Reading while dead

Reading while dead

Friday 16 December 2011

Night Thoughts

I have been awake for an hour and a half; I stop myself worrying about specifics (money mostly) by playing Spider Solitaire while listening to the BBC World Service.  It's rather more enjoyable usually than Radio 4, because Radio 4 news is all about the UK and European and US economy - which simply reinforces one's financial anxiety.   The World Service however was not consoling this morning - since there were news stories of a saddening nature.

However, I then felt I ought to think about the positive things that this year's upheavals have brought.  The arab spring ought to bring about some better results (although we will all feel differently if some really dire Islamic parties take power).  Is that it?  There must be other good news - but in my currently depressed state I cannot think of any.

I am not worrying about my operation, and biopsy - is that because they are too worrying?  No, I think it's because I don't have a gut feeling that this is going to "go bad".   Also because it would just be too ludicrous for me to get cancer too... there isn't any in my family, I don't think I've had any particular experiences which suggest I might be prone to it.   If I didn't get cervical cancer when I was younger (and had a partner with genital warts) then I doubt if I've mysteriously developed it now.  Of course, there's uterine and ovarian and endometrial to worry about too... but I don't.  

I am vaguely worried about Christmas - whether I will get enough rest and relaxation.  I am already feeling a bit tired, but have a plan!  I will cook this morning and then take a break this afternoon - lie down and read.  This is something I never do nowadays.  I should just read and stop fiddling about with the computer, pretending to be doing stuff.

At the moment I am reading The Victorians by ANWilson which is deeply enjoyable and has performed a mind shift.  I now understand why it was not a completely despicable thing to be a Tory/Conservative in the 19thC and why the Liberals were not necessarily a "Good Thing", since they tended to be laissez-faire urban mercantile capitalists - whose interest in modern ideas was often a bit like Henry Ford's "what's good for business is good for America" - ie not always interested in what was good for people, but what was good for themselves and their commercial interests.   I am only surprised because I actually did O-level Victorian History and I remember none of this.  I wondered what I did remember: the 1832 Reform act and the Chartists, the Irish Potato Famine, late 19thC social reforms, such as licensing laws etc.   I don't remember anything about Crimea, I think we did the Boer Wars and the Jameson Raid... but the book is a revelation and full of juicy anecdotes.  I have begun to like Carlyle and think it might be time for me to finally read Sartor Resartus  which I have owned for about 30 years!

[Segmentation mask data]
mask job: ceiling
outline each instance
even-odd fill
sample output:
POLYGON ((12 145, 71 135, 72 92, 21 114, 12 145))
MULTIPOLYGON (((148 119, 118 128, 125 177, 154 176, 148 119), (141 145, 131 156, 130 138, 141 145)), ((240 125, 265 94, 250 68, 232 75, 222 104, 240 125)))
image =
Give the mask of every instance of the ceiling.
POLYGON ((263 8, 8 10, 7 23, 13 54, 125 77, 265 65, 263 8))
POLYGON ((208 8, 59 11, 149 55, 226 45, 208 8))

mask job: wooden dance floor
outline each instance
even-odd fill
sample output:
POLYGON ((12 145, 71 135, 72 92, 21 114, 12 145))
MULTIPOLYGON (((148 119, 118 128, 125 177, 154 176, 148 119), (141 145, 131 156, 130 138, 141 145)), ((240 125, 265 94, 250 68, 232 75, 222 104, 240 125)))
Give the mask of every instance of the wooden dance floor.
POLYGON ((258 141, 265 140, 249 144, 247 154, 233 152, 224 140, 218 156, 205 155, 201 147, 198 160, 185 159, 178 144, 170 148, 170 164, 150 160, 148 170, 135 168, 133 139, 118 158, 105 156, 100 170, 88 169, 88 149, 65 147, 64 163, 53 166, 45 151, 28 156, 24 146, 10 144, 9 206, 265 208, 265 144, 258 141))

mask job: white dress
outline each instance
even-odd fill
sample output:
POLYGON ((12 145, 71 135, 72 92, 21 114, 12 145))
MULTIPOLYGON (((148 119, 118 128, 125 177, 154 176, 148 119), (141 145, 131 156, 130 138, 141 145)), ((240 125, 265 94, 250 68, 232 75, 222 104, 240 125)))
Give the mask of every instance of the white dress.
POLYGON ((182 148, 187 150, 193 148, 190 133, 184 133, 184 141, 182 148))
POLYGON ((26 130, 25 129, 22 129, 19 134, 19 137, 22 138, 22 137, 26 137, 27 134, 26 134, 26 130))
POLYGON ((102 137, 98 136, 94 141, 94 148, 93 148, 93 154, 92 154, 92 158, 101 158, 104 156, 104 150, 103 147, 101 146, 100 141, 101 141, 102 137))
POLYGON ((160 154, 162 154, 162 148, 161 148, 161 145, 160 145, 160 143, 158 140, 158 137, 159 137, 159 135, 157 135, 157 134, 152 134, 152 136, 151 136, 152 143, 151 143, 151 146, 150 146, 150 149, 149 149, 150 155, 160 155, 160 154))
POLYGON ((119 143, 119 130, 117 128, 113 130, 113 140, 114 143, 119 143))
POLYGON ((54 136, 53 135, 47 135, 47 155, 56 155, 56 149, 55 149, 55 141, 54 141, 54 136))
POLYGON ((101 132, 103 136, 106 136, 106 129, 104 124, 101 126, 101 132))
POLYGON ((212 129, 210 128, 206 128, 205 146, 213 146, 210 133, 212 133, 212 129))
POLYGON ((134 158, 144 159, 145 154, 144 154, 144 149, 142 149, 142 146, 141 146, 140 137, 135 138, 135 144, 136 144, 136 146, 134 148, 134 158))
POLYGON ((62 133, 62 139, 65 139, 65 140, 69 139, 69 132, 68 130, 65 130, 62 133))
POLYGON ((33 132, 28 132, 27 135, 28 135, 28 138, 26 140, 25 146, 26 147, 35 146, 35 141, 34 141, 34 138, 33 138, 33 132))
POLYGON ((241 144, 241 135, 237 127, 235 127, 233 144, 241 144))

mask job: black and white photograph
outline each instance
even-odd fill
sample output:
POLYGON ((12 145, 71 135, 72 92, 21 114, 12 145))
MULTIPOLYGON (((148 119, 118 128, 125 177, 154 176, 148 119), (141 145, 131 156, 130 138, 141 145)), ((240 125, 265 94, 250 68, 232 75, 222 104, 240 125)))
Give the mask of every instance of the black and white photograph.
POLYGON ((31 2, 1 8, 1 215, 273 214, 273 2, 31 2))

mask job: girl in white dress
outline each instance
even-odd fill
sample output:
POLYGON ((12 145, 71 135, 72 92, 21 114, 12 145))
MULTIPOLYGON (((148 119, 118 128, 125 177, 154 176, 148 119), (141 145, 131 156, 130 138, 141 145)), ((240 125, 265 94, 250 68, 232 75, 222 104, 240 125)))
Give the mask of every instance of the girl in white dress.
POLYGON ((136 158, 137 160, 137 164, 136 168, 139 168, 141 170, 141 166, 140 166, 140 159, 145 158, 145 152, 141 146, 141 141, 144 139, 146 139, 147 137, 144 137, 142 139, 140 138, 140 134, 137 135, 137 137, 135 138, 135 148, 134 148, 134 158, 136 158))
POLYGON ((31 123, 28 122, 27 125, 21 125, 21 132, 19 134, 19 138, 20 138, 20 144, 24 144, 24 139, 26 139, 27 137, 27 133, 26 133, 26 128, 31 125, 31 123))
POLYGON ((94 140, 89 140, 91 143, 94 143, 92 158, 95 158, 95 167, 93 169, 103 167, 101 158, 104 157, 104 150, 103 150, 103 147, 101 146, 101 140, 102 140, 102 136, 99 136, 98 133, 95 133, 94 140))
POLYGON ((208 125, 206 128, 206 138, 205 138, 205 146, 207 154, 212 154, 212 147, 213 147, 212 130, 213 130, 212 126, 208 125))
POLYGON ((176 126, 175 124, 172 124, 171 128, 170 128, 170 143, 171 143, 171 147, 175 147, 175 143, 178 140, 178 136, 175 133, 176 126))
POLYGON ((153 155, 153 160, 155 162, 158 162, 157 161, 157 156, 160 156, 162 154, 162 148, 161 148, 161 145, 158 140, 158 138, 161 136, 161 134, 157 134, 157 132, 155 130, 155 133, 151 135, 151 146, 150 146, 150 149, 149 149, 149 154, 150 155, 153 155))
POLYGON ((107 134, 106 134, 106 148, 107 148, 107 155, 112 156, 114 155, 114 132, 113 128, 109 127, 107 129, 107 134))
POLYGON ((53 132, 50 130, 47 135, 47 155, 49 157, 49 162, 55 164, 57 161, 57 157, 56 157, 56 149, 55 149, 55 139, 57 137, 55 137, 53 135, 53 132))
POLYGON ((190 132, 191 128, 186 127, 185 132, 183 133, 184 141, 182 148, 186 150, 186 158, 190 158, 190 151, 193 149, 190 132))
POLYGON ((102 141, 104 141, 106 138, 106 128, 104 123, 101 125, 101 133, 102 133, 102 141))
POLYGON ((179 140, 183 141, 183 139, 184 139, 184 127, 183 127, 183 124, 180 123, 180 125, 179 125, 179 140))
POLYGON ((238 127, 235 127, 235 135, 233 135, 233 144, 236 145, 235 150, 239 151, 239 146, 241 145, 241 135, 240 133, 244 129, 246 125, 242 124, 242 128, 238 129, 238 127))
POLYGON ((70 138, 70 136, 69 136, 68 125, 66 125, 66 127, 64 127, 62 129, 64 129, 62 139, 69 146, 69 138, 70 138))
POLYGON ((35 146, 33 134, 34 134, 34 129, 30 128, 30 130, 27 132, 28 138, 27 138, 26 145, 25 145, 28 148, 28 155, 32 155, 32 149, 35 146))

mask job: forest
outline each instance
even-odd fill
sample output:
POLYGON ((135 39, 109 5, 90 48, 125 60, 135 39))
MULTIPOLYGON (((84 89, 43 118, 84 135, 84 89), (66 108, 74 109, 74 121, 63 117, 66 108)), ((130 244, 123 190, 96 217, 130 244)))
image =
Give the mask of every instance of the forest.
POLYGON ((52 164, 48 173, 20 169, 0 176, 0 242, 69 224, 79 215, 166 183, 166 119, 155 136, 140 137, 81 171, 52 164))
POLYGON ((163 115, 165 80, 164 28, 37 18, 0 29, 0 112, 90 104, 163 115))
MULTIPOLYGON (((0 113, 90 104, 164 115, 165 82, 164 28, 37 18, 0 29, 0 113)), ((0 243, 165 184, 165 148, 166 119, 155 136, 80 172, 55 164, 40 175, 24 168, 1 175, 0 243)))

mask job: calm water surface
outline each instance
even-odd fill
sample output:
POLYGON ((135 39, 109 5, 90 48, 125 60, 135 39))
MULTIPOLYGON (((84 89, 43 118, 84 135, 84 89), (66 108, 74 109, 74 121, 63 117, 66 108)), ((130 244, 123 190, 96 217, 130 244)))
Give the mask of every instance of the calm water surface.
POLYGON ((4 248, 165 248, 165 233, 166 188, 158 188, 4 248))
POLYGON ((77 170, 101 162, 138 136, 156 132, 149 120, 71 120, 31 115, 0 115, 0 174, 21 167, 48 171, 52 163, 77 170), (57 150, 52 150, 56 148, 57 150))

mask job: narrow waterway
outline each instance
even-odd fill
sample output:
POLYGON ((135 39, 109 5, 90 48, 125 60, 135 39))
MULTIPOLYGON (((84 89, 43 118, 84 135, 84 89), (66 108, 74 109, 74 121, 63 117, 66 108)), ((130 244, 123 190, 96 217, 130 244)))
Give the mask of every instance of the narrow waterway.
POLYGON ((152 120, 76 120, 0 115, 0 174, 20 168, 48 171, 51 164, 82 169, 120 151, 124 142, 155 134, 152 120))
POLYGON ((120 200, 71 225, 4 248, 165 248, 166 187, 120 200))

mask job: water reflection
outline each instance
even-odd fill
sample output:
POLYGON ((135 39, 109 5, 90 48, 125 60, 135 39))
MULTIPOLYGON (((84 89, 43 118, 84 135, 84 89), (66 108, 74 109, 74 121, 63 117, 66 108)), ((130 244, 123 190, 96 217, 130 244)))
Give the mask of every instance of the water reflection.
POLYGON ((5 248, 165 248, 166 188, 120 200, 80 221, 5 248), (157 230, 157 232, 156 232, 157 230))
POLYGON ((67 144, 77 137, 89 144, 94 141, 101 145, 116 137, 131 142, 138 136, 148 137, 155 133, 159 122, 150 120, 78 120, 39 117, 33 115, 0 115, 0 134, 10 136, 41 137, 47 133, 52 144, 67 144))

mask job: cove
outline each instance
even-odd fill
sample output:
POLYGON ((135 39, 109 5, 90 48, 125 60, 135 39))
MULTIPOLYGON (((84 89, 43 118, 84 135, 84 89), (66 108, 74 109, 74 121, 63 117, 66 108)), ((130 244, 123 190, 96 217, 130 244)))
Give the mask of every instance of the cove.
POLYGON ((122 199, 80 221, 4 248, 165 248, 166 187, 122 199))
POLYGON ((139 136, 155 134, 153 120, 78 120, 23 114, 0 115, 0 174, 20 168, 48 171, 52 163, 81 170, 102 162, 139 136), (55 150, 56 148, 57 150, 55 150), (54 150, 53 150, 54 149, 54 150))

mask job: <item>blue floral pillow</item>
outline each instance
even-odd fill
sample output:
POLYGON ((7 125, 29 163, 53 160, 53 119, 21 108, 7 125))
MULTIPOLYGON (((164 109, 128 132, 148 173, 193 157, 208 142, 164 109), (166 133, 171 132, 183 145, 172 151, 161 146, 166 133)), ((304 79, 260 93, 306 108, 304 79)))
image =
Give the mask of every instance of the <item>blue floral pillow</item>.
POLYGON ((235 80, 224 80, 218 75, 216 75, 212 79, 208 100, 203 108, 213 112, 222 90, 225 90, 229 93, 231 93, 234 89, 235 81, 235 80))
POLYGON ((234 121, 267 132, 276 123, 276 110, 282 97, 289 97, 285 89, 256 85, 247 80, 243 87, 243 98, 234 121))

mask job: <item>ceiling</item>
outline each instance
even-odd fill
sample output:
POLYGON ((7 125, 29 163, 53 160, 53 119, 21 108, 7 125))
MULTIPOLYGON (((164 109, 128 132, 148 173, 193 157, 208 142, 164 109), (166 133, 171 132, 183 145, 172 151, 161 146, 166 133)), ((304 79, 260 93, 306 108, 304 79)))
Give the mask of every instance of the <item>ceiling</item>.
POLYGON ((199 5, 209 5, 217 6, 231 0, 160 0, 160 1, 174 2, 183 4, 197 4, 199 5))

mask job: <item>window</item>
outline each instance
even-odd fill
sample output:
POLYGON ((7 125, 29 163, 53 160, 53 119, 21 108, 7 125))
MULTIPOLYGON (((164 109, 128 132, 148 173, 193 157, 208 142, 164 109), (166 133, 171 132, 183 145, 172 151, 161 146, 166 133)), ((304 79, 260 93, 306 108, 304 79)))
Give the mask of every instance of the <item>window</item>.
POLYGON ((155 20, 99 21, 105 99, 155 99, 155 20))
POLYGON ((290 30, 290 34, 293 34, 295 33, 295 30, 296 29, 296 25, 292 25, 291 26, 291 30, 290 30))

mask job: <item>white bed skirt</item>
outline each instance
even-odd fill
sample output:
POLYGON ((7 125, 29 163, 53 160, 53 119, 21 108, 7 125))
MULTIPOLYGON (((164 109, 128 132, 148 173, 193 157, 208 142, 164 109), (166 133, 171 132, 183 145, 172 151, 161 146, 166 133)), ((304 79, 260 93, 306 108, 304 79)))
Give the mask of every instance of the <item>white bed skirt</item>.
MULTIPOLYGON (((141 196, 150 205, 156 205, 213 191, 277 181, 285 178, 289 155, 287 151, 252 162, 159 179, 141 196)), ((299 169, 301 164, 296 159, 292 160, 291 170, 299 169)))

# The problem
Please list every type of cancer named in the Night Thoughts entry. The items play no part in this.

# Solution to this exercise
- Cervical
- Uterine
- Ovarian
- Endometrial